◆ DOCUMENT EXTRACT:
Overview
- Native name: 조선평안철도도주식회사 (Joseon Pyeongan Cheoldo Jusikhoesa) 朝鮮平安鉄道株式會社 (Chōsen Heian Tetsudō Kabushiki Kaisha)

= Chōsen Pyeongan Railway =

Railway company in colonial Korea

The Chōsen Pyeongan Railway (朝鮮平安鉄道株式會社, Chōsen Heian Tetsudō Kabushiki Kaisha) was a privately owned railway company in Japanese-occupied Korea.

==History==
On 8 July 1938, the Chōsen Pyeongan Railway opened the 34.7 km Oncheon Line from Jinnampo, terminus of the Chosen Government Railway's Pyeongnam Line, to Yonggang Oncheon, running passenger trains to serve the hot springs there.

After the partition of Korea the line was within the territory of the DPRK, and was nationalised by the Provisional People’s Committee for North Korea along with all other railways in the Soviet zone of occupation on 10 August 1946, to be operated by the Korean State Railway, which merged the Oncheon Line into the Pyeongnam Line.

◆ SUPPLIED INFORMATION:
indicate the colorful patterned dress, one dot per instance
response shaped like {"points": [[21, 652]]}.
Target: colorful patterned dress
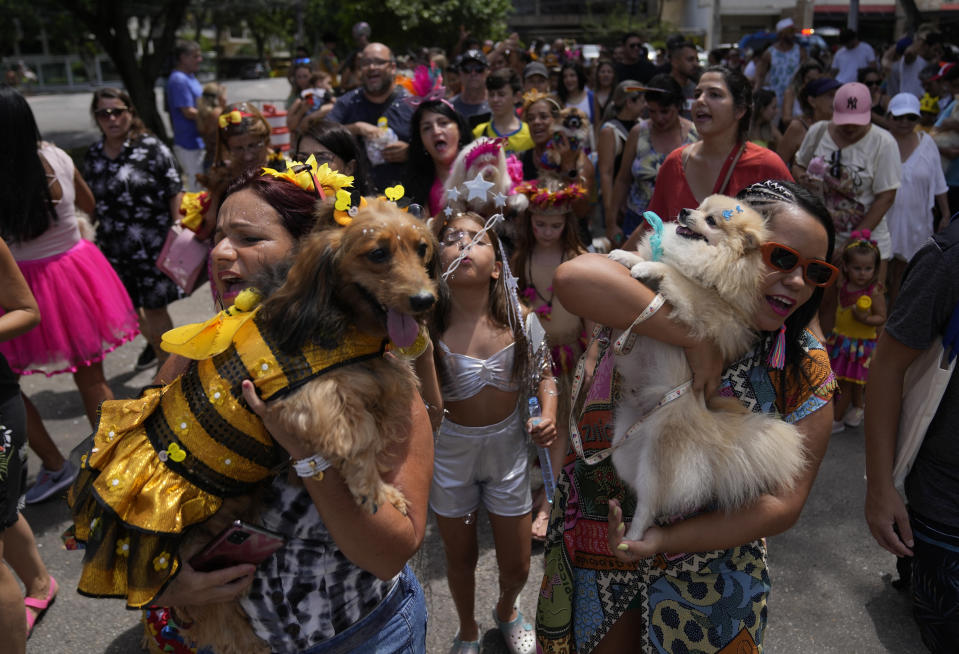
{"points": [[702, 601], [851, 342]]}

◆ EXERCISE DETAILS: In the article on the Chōsen Pyeongan Railway, how long was the Oncheon Line that the company opened in 1938?

◆ COMPLETE ANSWER: 34.7 km